◆ **WHAT THE EXERCISE ASKS**:
The entries below are to be printed again word for word.

◆ **DATA FOR THIS EXERCISE**:

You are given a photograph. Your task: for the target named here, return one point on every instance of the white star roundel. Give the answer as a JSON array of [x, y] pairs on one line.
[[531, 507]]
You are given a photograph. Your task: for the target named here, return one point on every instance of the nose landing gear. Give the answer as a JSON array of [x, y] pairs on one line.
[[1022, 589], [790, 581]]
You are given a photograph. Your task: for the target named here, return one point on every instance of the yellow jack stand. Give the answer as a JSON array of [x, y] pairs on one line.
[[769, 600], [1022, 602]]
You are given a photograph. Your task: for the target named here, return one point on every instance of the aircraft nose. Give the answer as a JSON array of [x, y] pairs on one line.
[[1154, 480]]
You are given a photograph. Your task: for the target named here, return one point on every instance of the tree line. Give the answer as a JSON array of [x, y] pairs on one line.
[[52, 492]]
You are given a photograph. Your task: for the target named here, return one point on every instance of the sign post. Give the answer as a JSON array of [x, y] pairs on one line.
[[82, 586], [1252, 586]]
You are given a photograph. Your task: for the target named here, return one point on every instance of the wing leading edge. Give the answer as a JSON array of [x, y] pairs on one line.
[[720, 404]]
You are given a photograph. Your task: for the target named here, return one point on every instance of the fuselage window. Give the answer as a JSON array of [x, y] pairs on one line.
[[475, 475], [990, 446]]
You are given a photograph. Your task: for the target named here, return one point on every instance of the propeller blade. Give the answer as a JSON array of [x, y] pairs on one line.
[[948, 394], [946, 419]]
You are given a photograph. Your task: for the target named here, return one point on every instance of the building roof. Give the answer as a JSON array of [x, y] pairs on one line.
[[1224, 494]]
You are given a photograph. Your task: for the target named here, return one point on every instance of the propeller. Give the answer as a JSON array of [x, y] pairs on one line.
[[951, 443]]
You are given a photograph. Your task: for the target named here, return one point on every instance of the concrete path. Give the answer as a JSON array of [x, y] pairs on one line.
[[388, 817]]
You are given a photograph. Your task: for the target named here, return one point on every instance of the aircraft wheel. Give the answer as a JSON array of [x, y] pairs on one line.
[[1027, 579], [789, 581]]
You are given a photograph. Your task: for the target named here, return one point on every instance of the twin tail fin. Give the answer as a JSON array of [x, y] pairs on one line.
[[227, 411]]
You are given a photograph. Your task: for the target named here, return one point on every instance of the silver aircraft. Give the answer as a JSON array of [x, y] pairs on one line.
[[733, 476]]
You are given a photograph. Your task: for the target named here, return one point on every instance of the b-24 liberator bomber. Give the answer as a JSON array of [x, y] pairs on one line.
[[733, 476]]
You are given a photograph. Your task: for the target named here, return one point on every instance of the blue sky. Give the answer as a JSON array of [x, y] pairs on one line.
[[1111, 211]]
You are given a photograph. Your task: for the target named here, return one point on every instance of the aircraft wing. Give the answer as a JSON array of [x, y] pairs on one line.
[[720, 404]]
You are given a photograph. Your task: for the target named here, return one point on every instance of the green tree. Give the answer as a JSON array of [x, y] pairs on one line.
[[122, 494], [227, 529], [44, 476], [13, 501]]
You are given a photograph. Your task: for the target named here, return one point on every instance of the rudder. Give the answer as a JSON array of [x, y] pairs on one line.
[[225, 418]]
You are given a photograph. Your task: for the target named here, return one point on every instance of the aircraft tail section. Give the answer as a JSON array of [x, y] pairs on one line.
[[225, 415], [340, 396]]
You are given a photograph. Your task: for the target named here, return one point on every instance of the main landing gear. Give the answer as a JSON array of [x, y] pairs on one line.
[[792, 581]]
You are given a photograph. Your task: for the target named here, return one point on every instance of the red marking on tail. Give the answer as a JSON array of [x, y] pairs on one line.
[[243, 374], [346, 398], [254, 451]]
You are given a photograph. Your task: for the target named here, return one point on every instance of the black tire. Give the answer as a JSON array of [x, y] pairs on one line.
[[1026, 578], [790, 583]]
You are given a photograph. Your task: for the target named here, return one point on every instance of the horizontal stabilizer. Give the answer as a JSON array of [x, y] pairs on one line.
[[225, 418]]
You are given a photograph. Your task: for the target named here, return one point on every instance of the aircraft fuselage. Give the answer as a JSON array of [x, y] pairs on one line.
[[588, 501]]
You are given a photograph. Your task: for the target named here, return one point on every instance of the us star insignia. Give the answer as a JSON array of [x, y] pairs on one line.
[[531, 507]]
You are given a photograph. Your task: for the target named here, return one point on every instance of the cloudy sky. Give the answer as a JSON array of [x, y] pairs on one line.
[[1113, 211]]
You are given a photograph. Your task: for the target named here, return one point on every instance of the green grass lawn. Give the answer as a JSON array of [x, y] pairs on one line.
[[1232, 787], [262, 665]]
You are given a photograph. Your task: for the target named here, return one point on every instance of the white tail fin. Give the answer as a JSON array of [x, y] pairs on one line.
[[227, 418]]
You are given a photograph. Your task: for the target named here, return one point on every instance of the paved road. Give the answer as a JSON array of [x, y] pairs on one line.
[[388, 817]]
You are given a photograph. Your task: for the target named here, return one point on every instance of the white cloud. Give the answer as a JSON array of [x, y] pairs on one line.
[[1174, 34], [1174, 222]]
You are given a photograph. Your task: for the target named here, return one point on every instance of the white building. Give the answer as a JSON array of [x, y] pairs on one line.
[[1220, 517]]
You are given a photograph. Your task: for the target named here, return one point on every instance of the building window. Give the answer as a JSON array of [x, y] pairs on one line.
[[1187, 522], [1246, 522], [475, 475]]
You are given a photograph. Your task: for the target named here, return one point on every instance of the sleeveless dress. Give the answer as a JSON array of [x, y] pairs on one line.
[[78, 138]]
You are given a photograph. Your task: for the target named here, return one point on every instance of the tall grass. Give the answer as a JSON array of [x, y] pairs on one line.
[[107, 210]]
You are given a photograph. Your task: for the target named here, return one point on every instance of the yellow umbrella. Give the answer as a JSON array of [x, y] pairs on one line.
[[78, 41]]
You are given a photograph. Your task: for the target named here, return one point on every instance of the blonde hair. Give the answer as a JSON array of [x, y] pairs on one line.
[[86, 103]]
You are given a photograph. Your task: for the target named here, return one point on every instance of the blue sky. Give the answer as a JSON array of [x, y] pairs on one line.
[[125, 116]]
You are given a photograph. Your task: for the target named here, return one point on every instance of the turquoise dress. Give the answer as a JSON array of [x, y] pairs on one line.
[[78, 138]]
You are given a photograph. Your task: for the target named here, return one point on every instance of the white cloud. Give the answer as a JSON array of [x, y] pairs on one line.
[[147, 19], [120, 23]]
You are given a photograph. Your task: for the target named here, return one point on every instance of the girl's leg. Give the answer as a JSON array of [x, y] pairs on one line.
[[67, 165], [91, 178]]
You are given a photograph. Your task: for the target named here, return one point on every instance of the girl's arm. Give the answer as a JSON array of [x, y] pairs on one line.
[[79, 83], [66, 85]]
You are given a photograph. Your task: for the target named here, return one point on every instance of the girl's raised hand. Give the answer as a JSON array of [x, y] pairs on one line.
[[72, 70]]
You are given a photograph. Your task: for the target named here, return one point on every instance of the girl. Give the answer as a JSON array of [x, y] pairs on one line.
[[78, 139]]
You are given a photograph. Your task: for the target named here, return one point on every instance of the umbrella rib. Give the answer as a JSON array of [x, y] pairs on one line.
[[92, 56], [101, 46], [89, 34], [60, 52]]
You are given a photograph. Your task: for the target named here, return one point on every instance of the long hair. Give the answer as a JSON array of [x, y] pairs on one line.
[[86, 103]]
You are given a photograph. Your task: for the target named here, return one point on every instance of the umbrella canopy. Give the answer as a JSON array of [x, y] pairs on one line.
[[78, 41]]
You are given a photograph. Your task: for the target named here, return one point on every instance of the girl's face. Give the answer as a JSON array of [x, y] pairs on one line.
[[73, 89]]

◆ **EXPECTED ANSWER**:
You are given a photograph. Your task: for the target named here, return one point on every instance of the white star roundel. Give the answer as a JSON array of [x, y] pairs on one line.
[[531, 507]]
You are given a photograph. Your task: for the target named here, return one point on every instance of the nose landing gear. Give the answer as a JSON array of [x, y] pairs on one line.
[[1022, 589], [790, 581]]
You are given a photograph. Your task: for the target named here, return one point on every instance of the yellow jack stand. Give the answer as a JSON array of [x, y] pairs on one line.
[[769, 600], [1022, 602]]
You are given a photograph. Your task: for the target named here, return one point on every instance of the aircraft nose. Give the answer as a JSON array of [x, y] pairs on one line.
[[1154, 480]]
You are given a photograph. Your task: for the target named here, return one point on every instance of the tree line. Give the answer as a JSON array of [x, y] pairs on one line.
[[52, 492]]
You are given a photograph. Your task: for the target named here, return one point on every instance of the sign post. Give the answer as a JSON array of [x, y] pairs on one line.
[[82, 586], [1252, 586]]
You are given a photograph. Your task: for the target named here, return one point on every instance of the wing leading edge. Give the answer as a JSON array of [x, y] pairs on one line.
[[720, 404]]
You are given a photograph. Your task: for the target named here, return one point on every instance of the fuselage window. Give the answer as a JSON array of [x, y] pairs on one line.
[[475, 475], [990, 446]]
You are given a photograph. Your task: for the target named here, return one point on every instance of the propeller blade. Give the answer as a JSON array of [x, y] pairs on one line.
[[948, 394], [946, 419]]
You are given a photograph. Your task: for the target named here, return one point on every instance of the building roof. Give the answer as a JSON array of [x, y] pairs on one line.
[[1224, 494]]
You are given a photograph. Your task: for the target named here, return one point on every instance of the propeller. Give the answer as a JSON array of [x, y] pairs on one line.
[[951, 443]]
You are given a photograph. Your task: for the target named here, return one point on every instance of the concrete path. Give the answer as a JSON array of [x, y] pairs on one line.
[[388, 817]]
You are given a photograph. Your task: for the target named here, return one point on every instance of the aircraft wheel. Give the answer as a JSON array of [x, y] pairs on one line.
[[1027, 579], [789, 581]]
You are given a photograph. Your task: for the target named here, return one point on every instance of the twin tail fin. Give the answer as a JSON array of [x, y] pairs on one line.
[[227, 411]]
You are given a photograph. Your task: for the target named here, return one point on every instance of the silver aircraft. Give the answer as a JSON array of [x, y] pairs on one line.
[[733, 476]]
You are given a photograph. Your task: for the target named here, return one point on every instance of the b-24 liberator bomber. Give the answer as a JSON array of [x, y] pairs on one line.
[[733, 476]]
You are given a photograph. Your task: for the target named here, return one point on every instance of the blue sky. Give the answer as a JSON array of [x, y] pairs on one line.
[[1111, 211]]
You are given a photograph. Your task: for the target named here, return one point on every instance of the aircraft wing. Give the answer as a JSON array of [x, y] pairs on one line.
[[720, 404]]
You are given a photograph. Your task: for the target named here, return one point on every instance of the green tree. Give the answer as a JSON array of [x, y] pairs on one line.
[[122, 494], [227, 529], [44, 476], [13, 501]]
You are given a photograph. Your task: for the target named here, return one point on every instance of the rudder. Give the answer as a JSON array of [x, y] pairs on one line.
[[225, 418]]
You are given a photograph. Your task: for the target named here, return one point on every instance of the aircraft tail section. Give the answer as a JSON array of [x, y] pairs on one line.
[[225, 415], [340, 396]]
You are given a photograph. Your task: for the target named here, return one point on every instance of the main landing gear. Give the answer as a JSON array of [x, y] pairs on one line.
[[792, 581]]
You are given a photograph. Your task: for the target named here, return one point on every instance of the red marking on tail. Give the answer as a JSON array of [x, y] pairs on one line.
[[243, 374], [346, 398], [254, 451]]
You are given a photograph. Your task: for the target named here, return one point on every instance of the black tire. Give the answer as a JSON array of [x, y] pairs on one line.
[[1026, 578], [790, 583]]
You are given a photograph. Your task: for the target named here, return one point on every instance of the horizontal stabilizer. Give the answer as a JSON array of [x, y] pairs on one line.
[[225, 418]]
You are given a photograph. Your task: for the target named here, return one point on every instance of the aircraft fuselage. Give the answer as a JSON array of [x, y] pairs on one line.
[[588, 501]]
You are given a photograph. Your task: for the target named here, return one point on every instance of the us star insignia. Give the answer as a JSON array of [x, y] pairs on one line.
[[531, 507]]
You are given a photograph. Your task: for the target named here, return one point on every instance of the cloudy sky. Give the answer as a JSON array of [x, y] pairs on one line.
[[1113, 211]]
You are given a photograph. Your task: for the target named here, return one point on every instance of the green grass lawn. Give the answer as a JSON array of [x, y] pairs on one line.
[[1232, 787], [262, 665]]
You are given a photograph. Your task: for the target named here, return one point on every instance of the white tail fin. Give the answer as a JSON array of [x, y] pairs on one line.
[[227, 418]]
You are given a photograph. Your task: for the target named here, return one point on every instance of the paved road. Give the answer as a JSON array of [x, y] pairs on one line.
[[388, 817]]
You are given a photograph. Your task: for the target named here, return one point on every instance of the white cloud. Give the answer as a JSON array of [x, y] pairs on one line.
[[1174, 34], [1174, 222]]
You are given a photograph. Your task: for the target named here, return one point on every instance of the white building. Give the answer as a JSON array of [x, y] pairs on one line.
[[1220, 517]]
You are given a photograph. Your task: for the target named here, return one point on every instance of the building window. Give the answer as a JSON array of [x, y] pairs on one line.
[[1187, 522], [1246, 522], [475, 475]]
You are given a photograph. Your task: for the target named here, return one point on every instance of the sleeveless dress. Give the answer as a JSON array of [x, y] pairs on one line.
[[78, 138]]
You are given a photograph. Your task: for the target named here, return one point on every instance of the tall grass. Give the answer as a JSON array of [x, y] pairs on one line.
[[107, 210]]
You are given a photograph. Your task: for the target named here, return one point on every instance of the yellow umbrella. Give the answer as a JSON array of [x, y] pairs on one line.
[[78, 41]]
You are given a photograph. Your task: for the target named here, return one point on every instance of the blonde hair. Give the answer as a JSON array of [x, y] pairs on one line.
[[86, 103]]
You are given a photograph. Your task: for the target named here, return one point on every instance of the blue sky. Give the answer as a JSON array of [x, y] pairs on one line.
[[125, 116]]
You are given a photograph. Your task: for the target named here, return one point on every instance of the turquoise dress. Give the answer as a JSON array of [x, y] pairs on one line.
[[78, 138]]
You are given a photograph. Your task: for the target named here, return one point on every instance of the white cloud. Give the answer as a JSON array of [x, y] pairs on one line.
[[147, 19], [120, 23]]
You are given a photograph. Your task: for the target named here, return one point on every instance of the girl's leg. Give the answer as a JSON array of [x, y] pairs on one line.
[[67, 165], [91, 178]]
You are given a photograph. Your task: for the target named here, return one point on every instance of the girl's arm. Give the answer as a JSON array of [x, y] pairs on one line.
[[79, 83], [66, 85]]
You are given a photograph. Your task: for the target named here, return one point on every instance of the girl's raised hand. Give the answer as a JSON array of [x, y] pairs on one line.
[[72, 70]]
You are given a photograph. Your task: for the target named here, return one point on every instance of the girl. Give the answer as a JSON array of [x, y] pairs on one line.
[[78, 139]]
You are given a photograph. Your task: for the target named here, return one point on every instance of the umbrella rib. Give the answer as a JSON array of [x, y] pairs on one line.
[[92, 56], [101, 46], [89, 34], [60, 52]]
You are given a photograph. Your task: for the target named here, return one point on every instance of the long hair. Give the answer as a JSON array of [x, y] pairs on one line.
[[86, 103]]
You are given a photograph. Your task: for the target named here, return one point on every instance of the umbrella canopy. Give the answer as a JSON array of [x, y] pairs on one line.
[[78, 41]]
You are given a photograph. Your task: for the target named here, return one point on every instance of the girl's face. Give the answer as a JSON array of [x, y] pairs on one line.
[[73, 89]]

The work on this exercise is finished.